▶ **Photo-based point labeling data**
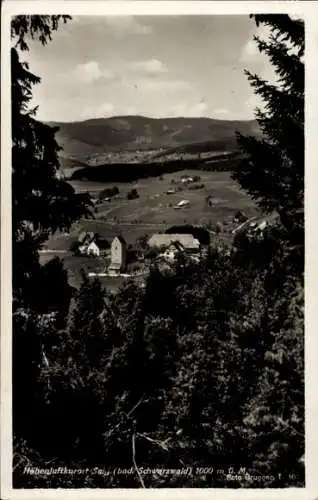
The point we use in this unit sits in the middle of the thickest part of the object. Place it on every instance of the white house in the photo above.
(118, 252)
(93, 249)
(182, 203)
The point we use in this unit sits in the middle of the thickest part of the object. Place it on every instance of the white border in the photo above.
(309, 11)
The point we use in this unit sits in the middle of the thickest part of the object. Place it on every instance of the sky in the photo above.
(157, 66)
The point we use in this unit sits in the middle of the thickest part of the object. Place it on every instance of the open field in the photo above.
(153, 211)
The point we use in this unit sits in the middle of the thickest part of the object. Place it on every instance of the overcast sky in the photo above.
(153, 66)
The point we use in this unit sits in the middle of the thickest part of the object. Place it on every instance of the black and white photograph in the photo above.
(157, 225)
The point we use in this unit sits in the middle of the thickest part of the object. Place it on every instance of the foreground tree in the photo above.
(273, 169)
(41, 204)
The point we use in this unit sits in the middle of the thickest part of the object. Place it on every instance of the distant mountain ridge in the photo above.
(81, 140)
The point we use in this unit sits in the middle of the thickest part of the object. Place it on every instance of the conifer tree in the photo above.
(272, 171)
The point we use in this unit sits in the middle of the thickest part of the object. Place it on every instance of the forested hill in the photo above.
(90, 137)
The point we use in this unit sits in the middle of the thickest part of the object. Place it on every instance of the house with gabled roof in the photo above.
(118, 255)
(163, 241)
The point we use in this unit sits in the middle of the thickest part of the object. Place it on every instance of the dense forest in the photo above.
(202, 368)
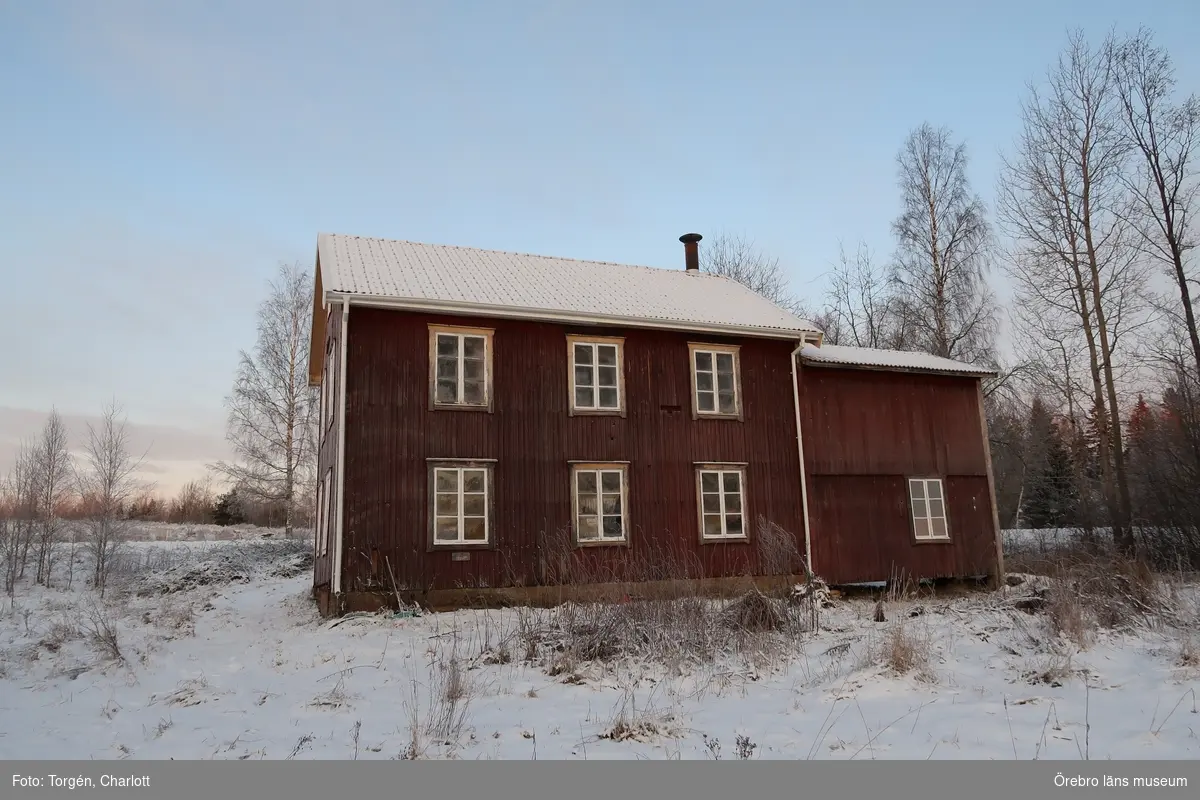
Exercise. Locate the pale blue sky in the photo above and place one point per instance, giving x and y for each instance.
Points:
(157, 160)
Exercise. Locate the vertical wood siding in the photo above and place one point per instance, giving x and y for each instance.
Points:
(867, 432)
(327, 456)
(391, 433)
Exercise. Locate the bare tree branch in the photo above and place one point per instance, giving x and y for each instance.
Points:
(273, 409)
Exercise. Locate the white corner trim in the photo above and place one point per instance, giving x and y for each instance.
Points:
(341, 450)
(799, 450)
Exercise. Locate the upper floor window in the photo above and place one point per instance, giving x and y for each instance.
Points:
(597, 374)
(461, 364)
(715, 380)
(928, 501)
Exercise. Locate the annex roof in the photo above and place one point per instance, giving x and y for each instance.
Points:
(466, 280)
(835, 355)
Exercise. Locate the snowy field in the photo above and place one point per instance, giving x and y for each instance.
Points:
(213, 649)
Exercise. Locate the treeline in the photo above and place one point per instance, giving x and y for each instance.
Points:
(64, 499)
(1095, 413)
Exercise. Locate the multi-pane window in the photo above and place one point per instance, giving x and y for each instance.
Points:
(928, 509)
(461, 367)
(599, 494)
(715, 380)
(461, 497)
(595, 376)
(721, 503)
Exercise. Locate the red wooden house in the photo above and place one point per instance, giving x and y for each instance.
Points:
(497, 422)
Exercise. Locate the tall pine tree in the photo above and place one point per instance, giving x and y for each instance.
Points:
(1051, 497)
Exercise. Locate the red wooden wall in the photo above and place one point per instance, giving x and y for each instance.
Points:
(390, 433)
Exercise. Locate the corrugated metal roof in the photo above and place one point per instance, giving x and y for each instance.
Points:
(423, 275)
(895, 360)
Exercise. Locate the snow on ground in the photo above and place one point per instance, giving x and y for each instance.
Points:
(216, 651)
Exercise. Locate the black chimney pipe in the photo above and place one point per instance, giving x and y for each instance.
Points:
(691, 254)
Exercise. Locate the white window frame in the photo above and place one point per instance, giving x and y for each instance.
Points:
(461, 335)
(599, 469)
(460, 516)
(595, 343)
(713, 350)
(721, 470)
(928, 518)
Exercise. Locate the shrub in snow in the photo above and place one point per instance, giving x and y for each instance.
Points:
(233, 563)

▶ **STATED PROBLEM**
From the line containing "Exercise. Locate the snow on" through the final line of the listing above, retype every line exactly; leave out everything else.

▶ **EXERCISE SOLUTION**
Exercise. Locate the snow on ground in the photo above and place one point per instance, giving x and y for each instance.
Points:
(216, 651)
Exercise. Locate the black chimney pipe in the photo above and place one point per instance, giving x and y for each instance.
Points:
(691, 254)
Exercise. Locate the white window frame in the photo above and place one point per instance, giving x and y for each instance.
Points:
(461, 335)
(599, 469)
(460, 516)
(595, 343)
(713, 350)
(721, 470)
(928, 518)
Exercise. Locate the shrub in snow in the photo above and place one point per instance, giving x and y for each instance.
Points:
(233, 563)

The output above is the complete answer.